== Your instructions ==
Without changing a single word, write out every entry.

Segment Open

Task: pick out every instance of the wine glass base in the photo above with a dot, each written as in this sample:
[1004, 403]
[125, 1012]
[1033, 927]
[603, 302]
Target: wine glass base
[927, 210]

Segment Closed

== Task response ==
Task: pick out every instance of the wine glass base in the photo above with a dot, each written as in this sample:
[1004, 403]
[125, 1012]
[1033, 927]
[603, 302]
Target: wine glass base
[927, 210]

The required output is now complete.